I'd rather not put myself in a box - I like plants and fish - always have done, even when many people were putting plastic plants in their tanks and  before 'high tech' and EI became a thing.


----------



## GreggZ (14 Mar 2022)

dean said:


> Then you are an aquascaper first and an aquarist 2nd
> Because it’s the look of the tank that’s most important to ie the colours of the males
> An aquarist would never buy just males
> 
> ...


No actually quite the opposite. I've been keeping Rainbowfish for about 40 years and am actively involved in the Rainbowfish community. In my tank the fish came first and and it will likely always be that way.

Over those years I have kept both mixed sex and all male tanks. There are lot's of myths out there. One I have heard many times over the years is that adult male Rainbowfish will not be as colorful in an all male tank. This is simply not true. My males still display/flash to each other on a daily basis. I've posted hundreds of pics of my fully adult males over the years and people can judge for themselves as to their color.

So your definition of what an aquarist is different than mine. And that's fine. I can tell you I have kept Rainbowfish that live unusually long lives, many times keeping full mature adult males past a decade. If that's not being an aquarist then I guess like I said we just have different definitions.

###

Rewrite everything in the forum thread from "## GreggZ (14" down to "be that way.", substituting "Killifish" for each "Rainbowfish". The rows have no connection to the forum thread about Rainbowfish.

###

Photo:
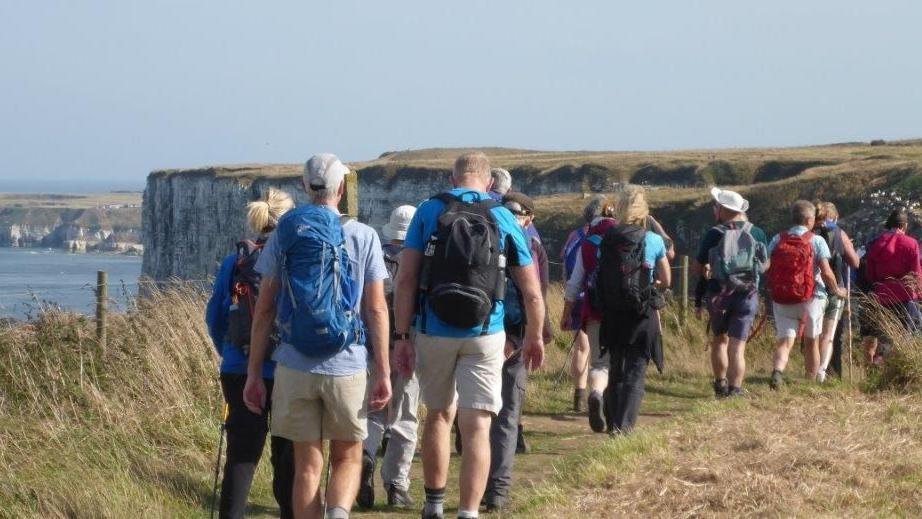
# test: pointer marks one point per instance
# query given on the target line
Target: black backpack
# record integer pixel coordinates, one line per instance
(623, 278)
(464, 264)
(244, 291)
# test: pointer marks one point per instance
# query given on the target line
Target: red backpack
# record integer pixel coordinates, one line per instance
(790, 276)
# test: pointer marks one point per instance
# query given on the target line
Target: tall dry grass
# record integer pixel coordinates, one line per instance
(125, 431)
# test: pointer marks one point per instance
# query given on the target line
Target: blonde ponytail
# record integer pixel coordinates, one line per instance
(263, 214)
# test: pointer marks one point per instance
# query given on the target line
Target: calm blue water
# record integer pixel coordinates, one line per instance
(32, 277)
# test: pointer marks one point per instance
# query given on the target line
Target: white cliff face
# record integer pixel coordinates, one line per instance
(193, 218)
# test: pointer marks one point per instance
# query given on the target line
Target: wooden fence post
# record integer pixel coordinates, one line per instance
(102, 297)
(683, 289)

###

## The solution
## GreggZ (14 Mar 2022)

dean said:


> Then you are an aquascaper first and an aquarist 2nd
> Because it’s the look of the tank that’s most important to ie the colours of the males
> An aquarist would never buy just males
> 
> ...


No actually quite the opposite. I've been keeping Killifish for about 40 years and am actively involved in the Killifish community. In my tank the fish came first and and it will likely always be that way.